*Label titik objek:*

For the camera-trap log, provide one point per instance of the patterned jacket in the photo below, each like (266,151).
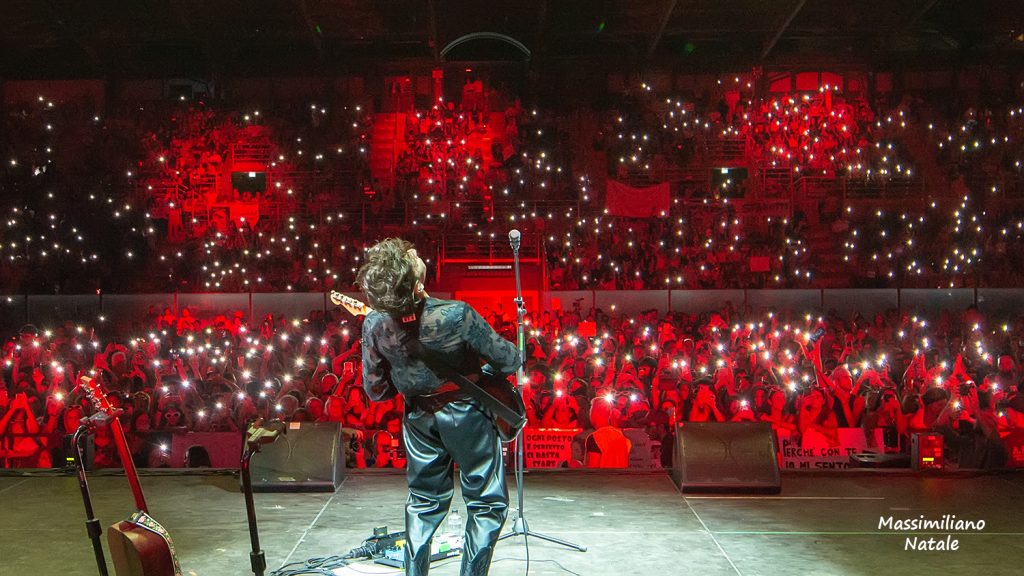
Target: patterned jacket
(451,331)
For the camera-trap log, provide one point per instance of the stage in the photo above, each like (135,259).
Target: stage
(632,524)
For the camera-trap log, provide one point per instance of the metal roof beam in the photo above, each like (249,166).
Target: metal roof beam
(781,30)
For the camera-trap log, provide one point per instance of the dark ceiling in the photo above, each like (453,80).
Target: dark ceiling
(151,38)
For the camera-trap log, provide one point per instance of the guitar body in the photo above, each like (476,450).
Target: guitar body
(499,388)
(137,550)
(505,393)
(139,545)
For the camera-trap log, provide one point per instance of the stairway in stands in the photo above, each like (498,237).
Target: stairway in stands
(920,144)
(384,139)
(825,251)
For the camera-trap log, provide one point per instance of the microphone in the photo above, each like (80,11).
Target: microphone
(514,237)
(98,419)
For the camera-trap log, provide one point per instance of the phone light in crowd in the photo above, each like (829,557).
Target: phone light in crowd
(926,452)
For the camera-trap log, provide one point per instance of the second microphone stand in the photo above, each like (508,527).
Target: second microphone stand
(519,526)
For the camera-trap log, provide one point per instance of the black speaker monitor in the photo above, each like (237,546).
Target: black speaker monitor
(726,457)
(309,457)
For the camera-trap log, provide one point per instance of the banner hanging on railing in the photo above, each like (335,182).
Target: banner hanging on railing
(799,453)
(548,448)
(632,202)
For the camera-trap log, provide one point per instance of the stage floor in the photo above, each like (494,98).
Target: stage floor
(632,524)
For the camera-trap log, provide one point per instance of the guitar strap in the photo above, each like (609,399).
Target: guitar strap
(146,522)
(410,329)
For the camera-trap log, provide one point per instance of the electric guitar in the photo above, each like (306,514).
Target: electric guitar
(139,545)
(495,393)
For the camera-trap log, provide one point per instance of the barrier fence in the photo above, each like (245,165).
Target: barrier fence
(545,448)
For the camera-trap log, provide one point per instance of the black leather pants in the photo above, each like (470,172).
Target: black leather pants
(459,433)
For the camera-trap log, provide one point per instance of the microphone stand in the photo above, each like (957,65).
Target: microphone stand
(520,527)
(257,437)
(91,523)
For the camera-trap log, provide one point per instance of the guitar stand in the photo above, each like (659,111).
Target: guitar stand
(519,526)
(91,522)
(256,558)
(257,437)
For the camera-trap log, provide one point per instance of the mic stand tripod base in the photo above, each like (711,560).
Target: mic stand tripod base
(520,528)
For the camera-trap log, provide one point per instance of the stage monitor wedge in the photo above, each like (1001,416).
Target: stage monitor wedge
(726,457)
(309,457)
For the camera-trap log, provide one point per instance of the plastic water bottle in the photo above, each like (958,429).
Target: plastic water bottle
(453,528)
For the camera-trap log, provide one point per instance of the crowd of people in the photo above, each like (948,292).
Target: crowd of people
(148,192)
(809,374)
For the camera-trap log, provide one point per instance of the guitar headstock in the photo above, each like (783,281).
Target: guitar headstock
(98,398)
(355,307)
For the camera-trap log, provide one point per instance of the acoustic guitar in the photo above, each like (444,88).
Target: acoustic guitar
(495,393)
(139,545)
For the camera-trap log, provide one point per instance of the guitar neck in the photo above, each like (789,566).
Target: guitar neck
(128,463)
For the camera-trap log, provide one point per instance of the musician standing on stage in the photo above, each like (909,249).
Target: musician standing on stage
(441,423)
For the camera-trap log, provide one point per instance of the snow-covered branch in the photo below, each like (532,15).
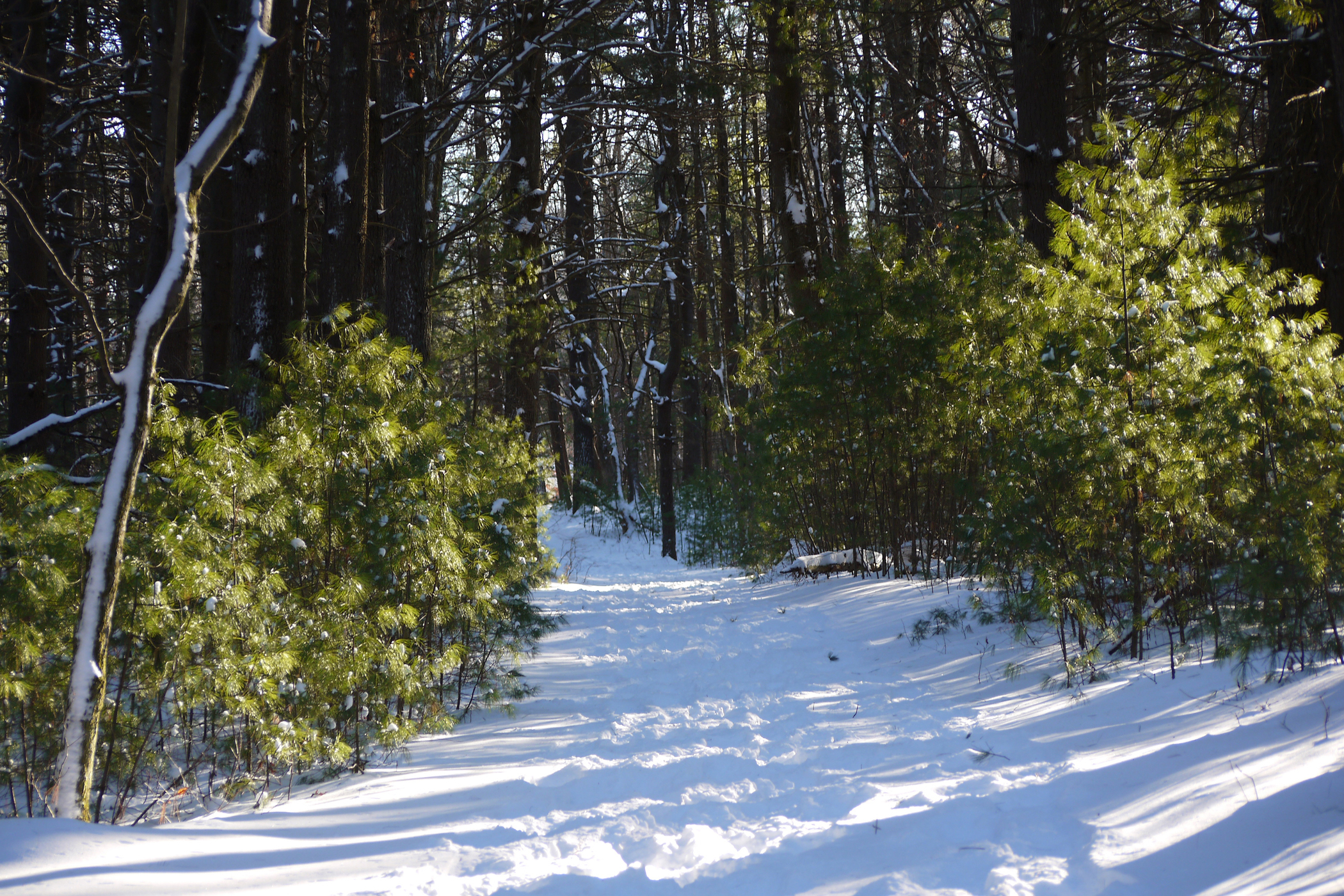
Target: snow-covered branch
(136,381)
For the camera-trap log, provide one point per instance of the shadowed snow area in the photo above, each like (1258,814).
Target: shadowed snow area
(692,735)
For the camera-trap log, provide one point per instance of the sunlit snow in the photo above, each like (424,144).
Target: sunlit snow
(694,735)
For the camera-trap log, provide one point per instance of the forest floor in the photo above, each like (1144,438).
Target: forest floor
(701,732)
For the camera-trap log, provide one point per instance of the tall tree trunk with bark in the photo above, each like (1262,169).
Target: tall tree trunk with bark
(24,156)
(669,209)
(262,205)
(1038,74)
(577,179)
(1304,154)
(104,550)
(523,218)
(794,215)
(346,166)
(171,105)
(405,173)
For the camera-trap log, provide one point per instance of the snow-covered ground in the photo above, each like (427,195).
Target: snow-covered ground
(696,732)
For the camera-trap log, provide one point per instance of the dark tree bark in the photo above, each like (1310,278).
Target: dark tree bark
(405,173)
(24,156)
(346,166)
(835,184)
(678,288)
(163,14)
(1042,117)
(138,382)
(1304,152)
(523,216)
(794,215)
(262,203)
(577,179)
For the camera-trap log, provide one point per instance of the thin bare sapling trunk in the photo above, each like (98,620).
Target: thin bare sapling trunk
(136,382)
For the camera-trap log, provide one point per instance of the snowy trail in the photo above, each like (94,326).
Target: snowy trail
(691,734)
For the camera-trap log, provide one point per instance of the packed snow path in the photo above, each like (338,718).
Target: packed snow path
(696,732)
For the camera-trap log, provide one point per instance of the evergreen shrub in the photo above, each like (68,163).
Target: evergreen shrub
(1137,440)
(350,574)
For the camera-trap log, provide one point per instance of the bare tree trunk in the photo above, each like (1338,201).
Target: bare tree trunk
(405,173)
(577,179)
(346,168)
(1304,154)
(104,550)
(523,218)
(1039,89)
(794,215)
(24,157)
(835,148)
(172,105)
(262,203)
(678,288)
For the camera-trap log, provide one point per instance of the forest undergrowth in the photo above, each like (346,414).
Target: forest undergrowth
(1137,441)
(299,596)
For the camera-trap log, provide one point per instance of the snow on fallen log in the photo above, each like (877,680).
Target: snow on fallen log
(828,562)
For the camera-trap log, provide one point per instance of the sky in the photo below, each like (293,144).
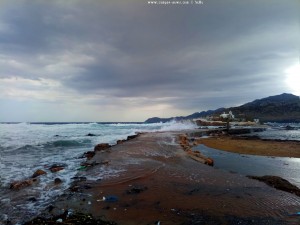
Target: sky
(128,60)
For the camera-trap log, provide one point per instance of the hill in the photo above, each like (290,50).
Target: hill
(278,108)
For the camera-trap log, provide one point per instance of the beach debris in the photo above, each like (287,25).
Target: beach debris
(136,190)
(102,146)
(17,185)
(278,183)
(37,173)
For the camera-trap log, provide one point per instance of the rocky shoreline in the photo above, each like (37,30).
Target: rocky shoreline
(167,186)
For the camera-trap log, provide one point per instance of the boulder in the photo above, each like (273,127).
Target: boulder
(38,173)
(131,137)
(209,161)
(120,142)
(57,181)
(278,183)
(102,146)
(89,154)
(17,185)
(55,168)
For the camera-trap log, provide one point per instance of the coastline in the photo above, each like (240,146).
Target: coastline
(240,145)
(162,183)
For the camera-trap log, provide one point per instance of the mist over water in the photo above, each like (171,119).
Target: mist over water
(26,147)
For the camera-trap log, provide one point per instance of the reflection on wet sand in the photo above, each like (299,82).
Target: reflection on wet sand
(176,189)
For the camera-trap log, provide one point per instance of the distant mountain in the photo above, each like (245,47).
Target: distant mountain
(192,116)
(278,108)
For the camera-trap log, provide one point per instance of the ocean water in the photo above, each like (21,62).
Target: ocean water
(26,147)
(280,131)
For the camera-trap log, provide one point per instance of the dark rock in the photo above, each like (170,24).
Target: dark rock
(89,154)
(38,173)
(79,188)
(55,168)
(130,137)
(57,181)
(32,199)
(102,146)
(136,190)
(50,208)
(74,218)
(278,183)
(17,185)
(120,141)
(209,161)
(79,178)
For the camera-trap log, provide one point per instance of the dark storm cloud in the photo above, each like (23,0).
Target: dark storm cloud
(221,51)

* * *

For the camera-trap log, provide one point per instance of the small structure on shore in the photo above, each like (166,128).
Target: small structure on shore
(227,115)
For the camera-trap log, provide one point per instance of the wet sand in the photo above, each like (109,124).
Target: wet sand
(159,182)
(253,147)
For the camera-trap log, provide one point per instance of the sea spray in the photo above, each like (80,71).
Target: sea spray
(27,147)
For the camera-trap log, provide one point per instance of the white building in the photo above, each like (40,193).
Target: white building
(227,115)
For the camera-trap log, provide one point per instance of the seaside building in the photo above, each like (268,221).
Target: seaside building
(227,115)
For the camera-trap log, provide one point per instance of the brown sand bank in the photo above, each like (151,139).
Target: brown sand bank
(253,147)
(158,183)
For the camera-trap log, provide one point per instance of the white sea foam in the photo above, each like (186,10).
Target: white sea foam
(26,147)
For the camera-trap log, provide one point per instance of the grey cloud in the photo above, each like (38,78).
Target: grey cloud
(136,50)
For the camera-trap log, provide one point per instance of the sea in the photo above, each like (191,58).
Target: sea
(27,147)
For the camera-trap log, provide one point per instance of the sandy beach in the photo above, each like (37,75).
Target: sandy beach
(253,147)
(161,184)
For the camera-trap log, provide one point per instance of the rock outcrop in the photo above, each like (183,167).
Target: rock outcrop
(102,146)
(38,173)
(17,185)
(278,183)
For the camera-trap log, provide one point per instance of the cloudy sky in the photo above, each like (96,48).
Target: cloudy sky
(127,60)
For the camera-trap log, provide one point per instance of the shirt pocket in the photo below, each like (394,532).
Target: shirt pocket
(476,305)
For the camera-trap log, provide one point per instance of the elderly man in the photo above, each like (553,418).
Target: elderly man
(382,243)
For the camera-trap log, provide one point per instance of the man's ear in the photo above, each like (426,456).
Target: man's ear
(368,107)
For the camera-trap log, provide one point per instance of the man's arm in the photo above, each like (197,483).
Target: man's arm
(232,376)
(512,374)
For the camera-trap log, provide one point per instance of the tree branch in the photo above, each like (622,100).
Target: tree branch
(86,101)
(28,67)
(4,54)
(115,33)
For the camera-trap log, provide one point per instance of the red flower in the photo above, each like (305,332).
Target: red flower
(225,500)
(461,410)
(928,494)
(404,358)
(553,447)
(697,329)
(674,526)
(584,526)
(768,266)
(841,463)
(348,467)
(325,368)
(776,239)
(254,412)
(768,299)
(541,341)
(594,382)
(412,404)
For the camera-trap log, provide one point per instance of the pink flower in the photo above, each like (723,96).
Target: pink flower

*Rumusan Soal:* Tuliskan ulang persis bagian data yang diawali baris berisi "each like (37,75)." dan diakhiri baris berisi "Target: pink flower", termasuk kedua baris tersebut.

*Penyelesaian:*
For the camera-trap log, provide one point per instance of the sandy beach in the photo above, each like (37,75).
Target: sandy beach
(253,147)
(161,184)
For the camera-trap log, provide one point per instance of the rock outcrop in the photo above, each like (183,167).
Target: rock outcrop
(102,146)
(38,173)
(17,185)
(278,183)
For the camera-trap log, provide one point per instance of the cloudy sky in the photo above, each like (96,48).
Target: cloudy sky
(127,60)
For the camera-trap log, provide one point per instance of the shirt pocket in the photo below, each like (394,532).
Target: shirt pocket
(476,305)
For the camera-trap log, provide one point per instance of the elderly man in the photo above, each like (553,418).
Target: elderly man
(382,243)
For the camera-trap log, provide one point per instance of the man's ear in the photo above, each like (426,456).
Target: man's ear
(368,107)
For the camera-trap log, provide one point per instance of the man's arm in the photo above, each like (197,483).
Target: man's arm
(232,376)
(512,374)
For the camera-trap log, provide one point per instance of the tree branch in the photo above, each like (622,100).
Target: tree branch
(86,101)
(28,67)
(4,54)
(115,33)
For the camera-trap log, provide one point per instance of the red flower in the photo above, each like (305,332).
Target: red flower
(225,500)
(461,410)
(928,494)
(404,358)
(553,447)
(697,329)
(674,526)
(584,526)
(768,266)
(841,463)
(348,467)
(325,368)
(776,239)
(254,412)
(768,299)
(541,341)
(594,382)
(412,404)
For the camera-trap log, provide one point per instance of the pink flower in the photo above, each like (723,96).
Target: pink flower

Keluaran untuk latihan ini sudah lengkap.